WHAT IS BEING ASKED
List each line of the data that holds the string "backsplash", please.

ENTRIES PROVIDED
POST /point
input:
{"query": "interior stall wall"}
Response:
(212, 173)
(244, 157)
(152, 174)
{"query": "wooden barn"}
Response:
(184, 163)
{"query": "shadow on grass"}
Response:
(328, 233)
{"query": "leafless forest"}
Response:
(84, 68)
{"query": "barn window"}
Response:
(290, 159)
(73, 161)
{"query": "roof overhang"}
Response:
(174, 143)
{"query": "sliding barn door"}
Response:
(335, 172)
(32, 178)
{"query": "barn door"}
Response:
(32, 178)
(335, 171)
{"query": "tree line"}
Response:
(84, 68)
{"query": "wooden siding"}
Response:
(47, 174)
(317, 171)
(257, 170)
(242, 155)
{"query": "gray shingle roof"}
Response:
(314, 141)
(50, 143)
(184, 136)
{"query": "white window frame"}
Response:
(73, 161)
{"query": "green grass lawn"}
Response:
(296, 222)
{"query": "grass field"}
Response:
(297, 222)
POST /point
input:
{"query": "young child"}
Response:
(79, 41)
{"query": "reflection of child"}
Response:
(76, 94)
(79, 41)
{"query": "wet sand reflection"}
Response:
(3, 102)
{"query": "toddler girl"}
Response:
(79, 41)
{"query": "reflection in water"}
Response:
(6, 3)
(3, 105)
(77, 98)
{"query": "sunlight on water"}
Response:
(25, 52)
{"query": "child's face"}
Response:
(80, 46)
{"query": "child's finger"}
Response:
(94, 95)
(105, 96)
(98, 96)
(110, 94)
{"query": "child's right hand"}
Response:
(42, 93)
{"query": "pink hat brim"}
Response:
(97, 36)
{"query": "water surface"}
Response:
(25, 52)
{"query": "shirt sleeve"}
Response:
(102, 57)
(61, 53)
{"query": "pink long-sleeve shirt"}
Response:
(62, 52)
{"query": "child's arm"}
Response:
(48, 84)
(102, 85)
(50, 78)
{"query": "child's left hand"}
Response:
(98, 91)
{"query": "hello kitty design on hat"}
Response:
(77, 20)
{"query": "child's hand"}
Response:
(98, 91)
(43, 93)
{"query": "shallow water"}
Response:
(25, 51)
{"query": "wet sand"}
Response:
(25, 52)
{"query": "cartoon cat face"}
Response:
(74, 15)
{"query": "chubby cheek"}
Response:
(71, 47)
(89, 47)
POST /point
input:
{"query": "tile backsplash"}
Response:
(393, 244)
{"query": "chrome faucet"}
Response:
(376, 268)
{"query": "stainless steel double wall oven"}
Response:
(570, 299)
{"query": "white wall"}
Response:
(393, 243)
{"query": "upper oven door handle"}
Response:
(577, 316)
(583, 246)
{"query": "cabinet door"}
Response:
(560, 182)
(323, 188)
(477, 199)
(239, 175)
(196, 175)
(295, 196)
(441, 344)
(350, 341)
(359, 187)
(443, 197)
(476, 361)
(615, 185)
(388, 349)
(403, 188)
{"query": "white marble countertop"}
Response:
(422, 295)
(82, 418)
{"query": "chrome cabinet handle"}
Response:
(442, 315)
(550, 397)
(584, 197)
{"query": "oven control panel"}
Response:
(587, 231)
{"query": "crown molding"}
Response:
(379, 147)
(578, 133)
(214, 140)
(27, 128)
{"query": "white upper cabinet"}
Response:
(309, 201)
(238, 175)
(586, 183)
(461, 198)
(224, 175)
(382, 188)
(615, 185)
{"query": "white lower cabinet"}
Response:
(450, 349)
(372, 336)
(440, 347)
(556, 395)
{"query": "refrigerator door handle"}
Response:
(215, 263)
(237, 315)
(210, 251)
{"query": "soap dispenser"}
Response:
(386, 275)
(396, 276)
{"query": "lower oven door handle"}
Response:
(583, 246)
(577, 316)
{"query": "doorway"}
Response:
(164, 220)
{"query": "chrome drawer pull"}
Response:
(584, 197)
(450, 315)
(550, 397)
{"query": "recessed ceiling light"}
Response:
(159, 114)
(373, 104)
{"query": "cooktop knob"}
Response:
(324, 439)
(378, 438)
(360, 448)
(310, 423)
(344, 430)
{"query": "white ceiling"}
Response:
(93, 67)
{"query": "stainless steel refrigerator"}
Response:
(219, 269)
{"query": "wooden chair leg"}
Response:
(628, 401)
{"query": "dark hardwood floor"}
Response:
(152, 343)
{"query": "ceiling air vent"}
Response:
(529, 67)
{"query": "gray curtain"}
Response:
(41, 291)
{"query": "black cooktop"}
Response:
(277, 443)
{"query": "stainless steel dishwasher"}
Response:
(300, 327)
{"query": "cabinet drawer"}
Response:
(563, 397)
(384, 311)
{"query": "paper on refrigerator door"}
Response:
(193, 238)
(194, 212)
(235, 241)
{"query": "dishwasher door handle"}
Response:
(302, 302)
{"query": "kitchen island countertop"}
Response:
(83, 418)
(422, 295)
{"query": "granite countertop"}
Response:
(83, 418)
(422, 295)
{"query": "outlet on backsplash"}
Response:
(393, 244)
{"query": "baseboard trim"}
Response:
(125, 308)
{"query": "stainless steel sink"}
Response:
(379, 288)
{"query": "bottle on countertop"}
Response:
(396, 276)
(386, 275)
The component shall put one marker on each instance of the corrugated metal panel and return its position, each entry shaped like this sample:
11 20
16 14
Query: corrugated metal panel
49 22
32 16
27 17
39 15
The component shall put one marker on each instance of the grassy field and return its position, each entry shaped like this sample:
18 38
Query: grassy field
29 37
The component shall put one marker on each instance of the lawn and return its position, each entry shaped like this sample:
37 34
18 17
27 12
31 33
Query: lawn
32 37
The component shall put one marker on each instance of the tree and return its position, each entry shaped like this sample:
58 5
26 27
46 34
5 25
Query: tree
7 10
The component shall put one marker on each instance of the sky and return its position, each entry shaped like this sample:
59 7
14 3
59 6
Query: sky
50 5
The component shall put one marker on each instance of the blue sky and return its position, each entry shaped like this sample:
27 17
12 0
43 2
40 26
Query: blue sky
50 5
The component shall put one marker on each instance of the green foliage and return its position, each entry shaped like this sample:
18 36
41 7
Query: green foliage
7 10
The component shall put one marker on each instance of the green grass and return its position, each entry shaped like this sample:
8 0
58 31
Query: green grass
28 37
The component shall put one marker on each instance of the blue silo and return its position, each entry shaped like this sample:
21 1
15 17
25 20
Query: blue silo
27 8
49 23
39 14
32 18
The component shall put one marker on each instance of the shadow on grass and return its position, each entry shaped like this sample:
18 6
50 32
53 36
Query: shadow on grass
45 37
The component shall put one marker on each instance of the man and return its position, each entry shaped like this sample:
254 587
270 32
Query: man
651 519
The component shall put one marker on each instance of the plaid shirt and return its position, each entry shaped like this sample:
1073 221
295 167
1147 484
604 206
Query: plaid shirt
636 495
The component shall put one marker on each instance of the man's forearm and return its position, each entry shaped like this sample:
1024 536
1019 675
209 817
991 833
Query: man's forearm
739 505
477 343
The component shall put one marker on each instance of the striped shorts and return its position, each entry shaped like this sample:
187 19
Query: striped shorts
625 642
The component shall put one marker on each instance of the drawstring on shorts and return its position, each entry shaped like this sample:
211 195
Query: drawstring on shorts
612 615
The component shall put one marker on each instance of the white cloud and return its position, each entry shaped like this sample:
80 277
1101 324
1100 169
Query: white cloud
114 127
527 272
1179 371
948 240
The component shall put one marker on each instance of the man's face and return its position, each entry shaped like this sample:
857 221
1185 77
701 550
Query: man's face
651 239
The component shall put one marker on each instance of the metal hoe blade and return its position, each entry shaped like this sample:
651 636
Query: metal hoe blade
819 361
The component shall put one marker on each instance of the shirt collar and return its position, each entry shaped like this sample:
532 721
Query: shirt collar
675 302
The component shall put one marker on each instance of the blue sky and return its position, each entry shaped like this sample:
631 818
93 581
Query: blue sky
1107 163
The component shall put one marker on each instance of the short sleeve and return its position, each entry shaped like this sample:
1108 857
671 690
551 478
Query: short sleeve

WRITTEN RESPONSE
{"query": "tile backsplash"}
{"query": "outlet on backsplash"}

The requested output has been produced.